■ WHAT YOU WILL DO:
**a.** Copy the passage of the Cosmos connector bug report that begins with the words containing "[BUG]: Spark Cosmos" and ends with "ranges / continuation tokens.".
**b.** Continue the Cosmos connector bug report from the point where it stops.

■ SELECTED EXCERPT:
[BUG]: Spark Cosmos connector has quadratic behaviour on planning based on partitions/continuation tokens

**Describe the bug**
The Cosmos Spark change feed connector can spend excessive driver time planning a microbatch when a single streaming query reads a container with many feed ranges / continuation tokens.

The hot path appears to be `ChangeFeedMicroBatchStream.planInputPartitions`, which extracts a per-partition starting `ChangeFeedState` from the same start offset. Today, that repeatedly copies and sorts the full continuation-token list for each planned partition.

If `P` is the number of planned Spark input partitions / feed ranges and `T` is the number of continuation tokens in the starting offset, this behaves roughly like:

`P * (T log T + T)`

For large containers, this can dominate or stall microbatch planning before executors start consuming data. In some examples, we were seeing this take >15min on jobs for >30k continuation tokens / feed ranges.

***Exception or Stack Trace***
No exception is thrown. The symptom is very long driver-side microbatch planning / offset planning time.

[Data excerpts]
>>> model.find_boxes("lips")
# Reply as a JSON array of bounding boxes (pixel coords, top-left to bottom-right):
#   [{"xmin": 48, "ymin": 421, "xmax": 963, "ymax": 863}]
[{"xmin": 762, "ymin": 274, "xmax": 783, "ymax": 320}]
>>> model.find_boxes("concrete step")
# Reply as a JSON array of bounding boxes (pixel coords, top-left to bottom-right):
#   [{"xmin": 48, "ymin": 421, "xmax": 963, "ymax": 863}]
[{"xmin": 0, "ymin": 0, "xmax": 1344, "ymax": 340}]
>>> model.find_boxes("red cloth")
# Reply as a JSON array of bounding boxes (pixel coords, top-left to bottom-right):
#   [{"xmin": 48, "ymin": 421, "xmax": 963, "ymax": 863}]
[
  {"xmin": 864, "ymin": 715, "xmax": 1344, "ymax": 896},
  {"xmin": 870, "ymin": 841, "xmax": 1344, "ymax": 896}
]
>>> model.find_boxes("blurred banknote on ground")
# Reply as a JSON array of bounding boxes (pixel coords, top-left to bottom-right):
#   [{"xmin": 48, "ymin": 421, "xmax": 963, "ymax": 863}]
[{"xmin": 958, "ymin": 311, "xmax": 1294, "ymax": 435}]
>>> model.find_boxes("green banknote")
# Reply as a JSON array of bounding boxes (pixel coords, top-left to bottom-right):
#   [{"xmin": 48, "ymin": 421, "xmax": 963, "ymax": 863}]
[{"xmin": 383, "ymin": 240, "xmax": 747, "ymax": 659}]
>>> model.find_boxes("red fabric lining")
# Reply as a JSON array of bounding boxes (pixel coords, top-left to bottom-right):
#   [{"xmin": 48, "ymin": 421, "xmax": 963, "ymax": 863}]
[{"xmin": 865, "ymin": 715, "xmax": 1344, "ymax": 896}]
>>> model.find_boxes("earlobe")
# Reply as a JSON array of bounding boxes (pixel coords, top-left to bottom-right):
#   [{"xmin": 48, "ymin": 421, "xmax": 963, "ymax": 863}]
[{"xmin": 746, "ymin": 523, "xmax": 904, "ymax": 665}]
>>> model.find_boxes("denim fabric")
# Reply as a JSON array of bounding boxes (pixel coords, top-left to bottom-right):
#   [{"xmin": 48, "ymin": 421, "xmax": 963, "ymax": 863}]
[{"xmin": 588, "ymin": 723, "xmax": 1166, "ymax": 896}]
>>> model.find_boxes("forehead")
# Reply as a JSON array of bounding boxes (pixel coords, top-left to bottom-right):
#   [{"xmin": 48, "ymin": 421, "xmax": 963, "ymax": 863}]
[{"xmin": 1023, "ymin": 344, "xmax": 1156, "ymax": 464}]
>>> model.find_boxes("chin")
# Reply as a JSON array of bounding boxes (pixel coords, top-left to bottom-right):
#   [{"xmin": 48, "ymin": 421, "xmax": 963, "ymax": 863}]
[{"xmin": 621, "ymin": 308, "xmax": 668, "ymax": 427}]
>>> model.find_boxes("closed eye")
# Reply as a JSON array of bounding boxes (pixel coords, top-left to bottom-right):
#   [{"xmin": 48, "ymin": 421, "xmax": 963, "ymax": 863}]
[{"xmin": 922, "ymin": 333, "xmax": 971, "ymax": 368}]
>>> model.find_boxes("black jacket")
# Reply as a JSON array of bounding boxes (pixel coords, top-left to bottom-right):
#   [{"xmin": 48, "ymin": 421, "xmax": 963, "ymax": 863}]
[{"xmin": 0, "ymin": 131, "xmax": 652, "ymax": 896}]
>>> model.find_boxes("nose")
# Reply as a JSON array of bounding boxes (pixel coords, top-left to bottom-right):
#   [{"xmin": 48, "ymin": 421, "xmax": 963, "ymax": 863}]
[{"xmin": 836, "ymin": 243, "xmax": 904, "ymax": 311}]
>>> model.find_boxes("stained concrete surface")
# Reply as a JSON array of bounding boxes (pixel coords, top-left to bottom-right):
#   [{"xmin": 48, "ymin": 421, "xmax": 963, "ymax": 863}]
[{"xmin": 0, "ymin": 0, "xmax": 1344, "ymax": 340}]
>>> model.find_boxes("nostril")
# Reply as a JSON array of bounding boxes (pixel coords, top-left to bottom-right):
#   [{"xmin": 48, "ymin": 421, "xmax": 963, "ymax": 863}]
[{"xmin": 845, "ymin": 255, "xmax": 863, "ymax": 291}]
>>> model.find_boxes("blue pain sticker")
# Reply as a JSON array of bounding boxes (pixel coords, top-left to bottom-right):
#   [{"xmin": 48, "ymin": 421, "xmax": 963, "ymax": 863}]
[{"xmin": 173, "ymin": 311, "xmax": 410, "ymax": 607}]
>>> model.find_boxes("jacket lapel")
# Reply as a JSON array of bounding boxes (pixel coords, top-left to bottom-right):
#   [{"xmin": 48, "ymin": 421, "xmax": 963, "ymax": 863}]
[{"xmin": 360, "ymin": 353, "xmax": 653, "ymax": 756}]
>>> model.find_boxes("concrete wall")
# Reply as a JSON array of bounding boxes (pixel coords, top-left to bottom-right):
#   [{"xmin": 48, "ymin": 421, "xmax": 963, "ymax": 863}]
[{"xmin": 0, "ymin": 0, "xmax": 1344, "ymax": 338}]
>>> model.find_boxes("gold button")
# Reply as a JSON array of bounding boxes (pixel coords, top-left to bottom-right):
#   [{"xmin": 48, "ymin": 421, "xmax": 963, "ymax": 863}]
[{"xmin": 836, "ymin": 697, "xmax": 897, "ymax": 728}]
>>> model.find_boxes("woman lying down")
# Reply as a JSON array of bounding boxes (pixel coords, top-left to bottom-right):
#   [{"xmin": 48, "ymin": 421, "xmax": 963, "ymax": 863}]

■ SOLVED TASKS:
**a.**
[BUG]: Spark Cosmos connector has quadratic behaviour on planning based on partitions/continuation tokens

**Describe the bug**
The Cosmos Spark change feed connector can spend excessive driver time planning a microbatch when a single streaming query reads a container with many feed ranges / continuation tokens.

**b.**
Observed stack / hot path from investigation:

- `ChangeFeedMicroBatchStream.planInputPartitions`
- per partition: `SparkBridgeImplementationInternal.extractChangeFeedStateForRange(...)`
- `ChangeFeedState.extractForEffectiveRange(...)`
- `ChangeFeedState.extractContinuationTokens(...)`
- repeated copy/sort/scan of the same continuation-token list

**To Reproduce**
Steps to reproduce the behavior:

1. Use a Cosmos container with a large number of physical feed ranges / continuation tokens.
2. Run a Spark Structured Streaming change feed query over the full container with one checkpoint / one streaming query.
3. Use a starting offset/checkpoint that contains many composite continuation tokens.
4. Trigger a microbatch and observe driver-side planning time in `planInputPartitions`.
5. Compare planning time with an implementation that snapshots/sorts the start continuation tokens once per planning pass and reuses that sorted view for all per-partition extraction calls.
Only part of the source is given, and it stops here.